• _EXCERPTED RECORDS_:
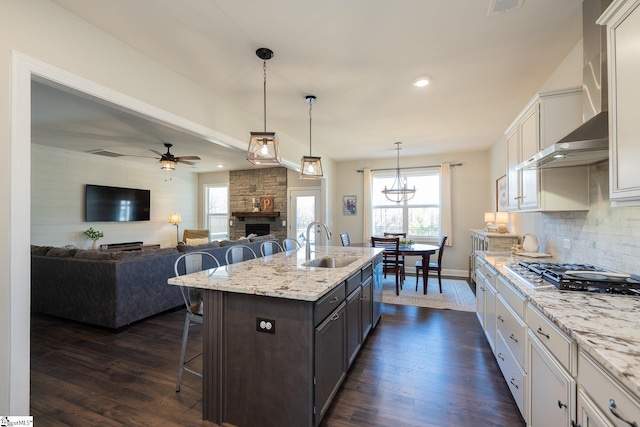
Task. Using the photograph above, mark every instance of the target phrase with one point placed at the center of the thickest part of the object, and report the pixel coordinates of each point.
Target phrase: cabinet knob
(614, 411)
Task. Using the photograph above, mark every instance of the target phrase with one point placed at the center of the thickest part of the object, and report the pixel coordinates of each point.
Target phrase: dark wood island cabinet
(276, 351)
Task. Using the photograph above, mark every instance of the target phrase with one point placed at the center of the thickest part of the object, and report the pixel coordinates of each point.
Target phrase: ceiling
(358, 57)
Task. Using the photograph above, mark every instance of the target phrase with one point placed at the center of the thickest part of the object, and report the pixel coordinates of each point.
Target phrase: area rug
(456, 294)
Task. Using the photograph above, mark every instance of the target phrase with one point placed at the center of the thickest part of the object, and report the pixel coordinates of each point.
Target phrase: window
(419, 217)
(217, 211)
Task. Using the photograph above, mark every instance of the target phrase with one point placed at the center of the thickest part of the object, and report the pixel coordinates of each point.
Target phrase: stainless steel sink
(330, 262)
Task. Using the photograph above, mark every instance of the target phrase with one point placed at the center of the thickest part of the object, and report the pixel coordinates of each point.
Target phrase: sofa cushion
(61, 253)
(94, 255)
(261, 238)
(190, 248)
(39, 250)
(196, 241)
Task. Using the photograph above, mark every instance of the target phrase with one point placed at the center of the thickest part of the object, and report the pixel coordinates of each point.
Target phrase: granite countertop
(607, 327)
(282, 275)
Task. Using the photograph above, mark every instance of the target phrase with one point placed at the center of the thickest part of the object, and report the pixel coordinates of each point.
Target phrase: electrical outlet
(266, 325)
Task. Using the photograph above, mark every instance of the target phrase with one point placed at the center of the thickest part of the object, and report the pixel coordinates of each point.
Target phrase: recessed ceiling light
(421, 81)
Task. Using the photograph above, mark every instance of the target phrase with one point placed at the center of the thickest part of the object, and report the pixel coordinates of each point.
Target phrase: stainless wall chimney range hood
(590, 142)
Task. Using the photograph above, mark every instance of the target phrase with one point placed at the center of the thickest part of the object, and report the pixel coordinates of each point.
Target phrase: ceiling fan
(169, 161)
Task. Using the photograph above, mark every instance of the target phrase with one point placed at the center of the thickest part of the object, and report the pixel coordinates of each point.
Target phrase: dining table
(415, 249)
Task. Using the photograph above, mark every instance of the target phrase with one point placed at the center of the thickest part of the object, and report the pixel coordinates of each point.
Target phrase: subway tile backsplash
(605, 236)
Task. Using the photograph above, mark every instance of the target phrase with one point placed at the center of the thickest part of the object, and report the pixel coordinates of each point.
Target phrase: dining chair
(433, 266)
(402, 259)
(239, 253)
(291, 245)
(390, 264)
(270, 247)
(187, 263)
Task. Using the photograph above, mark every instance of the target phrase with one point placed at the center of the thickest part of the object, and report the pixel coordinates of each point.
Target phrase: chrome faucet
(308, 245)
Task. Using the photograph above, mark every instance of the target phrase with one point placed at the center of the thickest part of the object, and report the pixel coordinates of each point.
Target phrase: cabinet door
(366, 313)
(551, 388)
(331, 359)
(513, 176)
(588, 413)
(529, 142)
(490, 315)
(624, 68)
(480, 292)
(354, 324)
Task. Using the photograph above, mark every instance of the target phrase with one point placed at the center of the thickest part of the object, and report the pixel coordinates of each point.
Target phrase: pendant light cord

• _PROMPT_:
The records above must all be output exactly. Omit the images.

• _WRITTEN SOLUTION_:
Task. Using the photograph above, mark every instance of the target phrase with one point placed at the center of the thickest part of the object, and report the pixel coordinates of each point.
Target phrase: cabinet knob
(614, 411)
Task. Using the photograph above, mark every instance of the target phrase with one point placed at the center of the thickest part of the object, and report the pixel coordinates of each point.
Target phrase: dark wood island cabinet
(276, 351)
Task. Using the photograph above, mark every instance of the target phrase with one point placed at the center of the thickest part of the object, and report the pixel coordinates of each point.
Target phrase: ceiling
(358, 57)
Task. Using the photograph above, mark every instance of the target phrase with one point placed at the center of the thickest part of the object, and report the pixel coordinates of each point.
Target phrase: area rug
(456, 294)
Task. Using the photograph above, mark every instance of the target phrase with one point placed at the center of the thickest part of the object, and report the pixel coordinates of each point.
Target phrase: window
(419, 217)
(217, 211)
Task. Using the photograph above, mark every instance of the target phrase with one point placed at the center of the thickest part of the object, and report the pixel coordinates of each point.
Target phrase: stainless steel sink
(330, 262)
Task. Using the photograph above, mark every instance of the target phrase with one point placed at the center of the thickest part of the object, and report the pixel coordinates of each point.
Target phrase: sofa cushion
(61, 253)
(94, 255)
(261, 238)
(190, 248)
(39, 250)
(196, 241)
Task. Using the photograph above, mark every instance of the target phrase with one point placed at the center of the thickest part of the object, and report the pixel coordinates of each point.
Target phrase: granite countertop
(607, 327)
(282, 275)
Task. Using the photograph above, mark every instance of the target phrase with one point placed at the center of the thickest part of the object, and report the pixel coordinates of each point.
Target phrase: electrical outlet
(266, 325)
Task. Using the photograph above, mark every instance of the target phrase with one point placed at the center of the thickest part of the object, and report the pixel coordinates of each point.
Target phrase: recessed ceiling light
(421, 81)
Task. Using the photograph above, mark every instance of the target phrase with one point placed at the center of the thickest part of the object, and report the pixel coordinates of each point.
Target phrase: stainless wall chimney range hood
(590, 142)
Task. Using the photograph above, mark every instance of the target phrase with one point placed at the center of the thickest part of the object, and report the pixel coordinates of each point.
Target phrase: ceiling fan
(169, 161)
Task. Using the photograph above, mark every instance of the target phrase with one point placed at the center of the thickest part of the object, and report the pixel coordinates of each point.
Target phrase: dining table
(415, 249)
Task. Using the photograph above, mark every instance of the target phrase with one point placed at the center of the thickest part of the object, and report the pixel coordinates of each point.
Target phrase: subway tile backsplash
(605, 236)
Task. Using the photograph above, mark every instance of the target phrase with one point placed at the center of the thickest part of the object, and report the pixel coordinates of each point.
Target phrase: dining chair
(433, 266)
(402, 259)
(239, 253)
(291, 245)
(390, 264)
(270, 247)
(187, 263)
Task. Using the photograph above, mark every instance of the target phrase with one point placed at the center of the thickest part of the object, and report the pixel coordinates of each point.
Target phrase: chrome faucet
(308, 245)
Task. Using the photograph above, mark every instance of the target phrase with one point placed at the center of the thickest part of the object, and report the pixel coordinates of each point.
Target phrase: cabinet door
(366, 313)
(551, 388)
(331, 359)
(513, 176)
(588, 413)
(529, 142)
(490, 315)
(624, 68)
(480, 292)
(354, 324)
Task. Using the photograph above, mark every instance of the target phrase with one point placed at the center of the thickest part of the object, and report the pixel coordinates of each point.
Target phrase: pendant light cord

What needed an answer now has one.